• ASSIGNED TASK: Repeat the data exactly, with every line included.

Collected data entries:
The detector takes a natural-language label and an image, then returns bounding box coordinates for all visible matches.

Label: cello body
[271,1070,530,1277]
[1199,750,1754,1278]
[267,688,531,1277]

• ANSWER SPACE:
The detector takes a natural-language label and an image, then returns bounding box coordinates for all visible matches.

Label: cello body
[271,1070,530,1277]
[1199,750,1754,1278]
[267,688,531,1277]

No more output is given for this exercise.